## What is required
Word for word, copy every line of the data.

## Data to process
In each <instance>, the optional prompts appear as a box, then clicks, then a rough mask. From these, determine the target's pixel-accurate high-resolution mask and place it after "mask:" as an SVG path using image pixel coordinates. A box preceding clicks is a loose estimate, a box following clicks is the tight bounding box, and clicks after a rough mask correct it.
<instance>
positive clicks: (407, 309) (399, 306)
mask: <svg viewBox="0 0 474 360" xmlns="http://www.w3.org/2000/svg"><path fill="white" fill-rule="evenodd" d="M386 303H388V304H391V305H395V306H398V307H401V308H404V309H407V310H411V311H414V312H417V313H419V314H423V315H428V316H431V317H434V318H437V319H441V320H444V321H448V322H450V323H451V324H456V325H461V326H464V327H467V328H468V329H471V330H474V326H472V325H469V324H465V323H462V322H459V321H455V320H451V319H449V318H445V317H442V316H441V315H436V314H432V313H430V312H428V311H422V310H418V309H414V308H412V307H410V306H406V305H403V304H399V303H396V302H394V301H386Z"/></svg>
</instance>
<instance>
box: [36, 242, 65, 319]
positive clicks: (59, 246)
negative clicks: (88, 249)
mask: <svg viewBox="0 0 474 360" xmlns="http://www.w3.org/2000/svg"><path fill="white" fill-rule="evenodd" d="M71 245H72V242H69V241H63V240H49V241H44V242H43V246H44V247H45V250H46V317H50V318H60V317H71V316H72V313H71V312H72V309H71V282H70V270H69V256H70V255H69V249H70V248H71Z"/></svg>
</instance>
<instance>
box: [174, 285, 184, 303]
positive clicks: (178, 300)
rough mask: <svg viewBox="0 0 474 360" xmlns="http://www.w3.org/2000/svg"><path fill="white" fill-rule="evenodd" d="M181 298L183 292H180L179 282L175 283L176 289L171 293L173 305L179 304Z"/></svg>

## Finished exercise
In each <instance>, the optional prompts appear as a box, then clicks, then a rough mask. From these, determine the target's pixel-accurate high-resolution mask and place it after "mask:" as an SVG path using image pixel coordinates. A box preceding clicks is a loose estimate, a box following clicks is the tight bounding box, and clicks after a rough mask correct it.
<instance>
positive clicks: (407, 309) (399, 306)
mask: <svg viewBox="0 0 474 360" xmlns="http://www.w3.org/2000/svg"><path fill="white" fill-rule="evenodd" d="M386 303H388V304H391V305H395V306H398V307H401V308H404V309H407V310H411V311H414V312H417V313H419V314H423V315H428V316H431V317H434V318H437V319H441V320H444V321H448V322H450V323H451V324H456V325H461V326H464V327H467V328H468V329H471V330H474V326H472V325H469V324H465V323H462V322H459V321H455V320H451V319H449V318H445V317H442V316H441V315H436V314H432V313H430V312H428V311H422V310H418V309H414V308H412V307H410V306H406V305H403V304H399V303H396V302H394V301H386Z"/></svg>
</instance>
<instance>
box: [36, 242, 65, 319]
positive clicks: (59, 246)
negative clicks: (88, 249)
mask: <svg viewBox="0 0 474 360" xmlns="http://www.w3.org/2000/svg"><path fill="white" fill-rule="evenodd" d="M71 245H72V242H69V241H63V240H49V241H44V242H43V246H44V247H45V250H46V317H50V318H60V317H71V316H72V313H71V312H72V309H71V282H70V270H69V256H70V255H69V249H70V248H71Z"/></svg>
</instance>
<instance>
box: [174, 285, 184, 303]
positive clicks: (178, 300)
rough mask: <svg viewBox="0 0 474 360" xmlns="http://www.w3.org/2000/svg"><path fill="white" fill-rule="evenodd" d="M181 298L183 292H180L179 282L175 283L176 289L171 293L173 305L179 304Z"/></svg>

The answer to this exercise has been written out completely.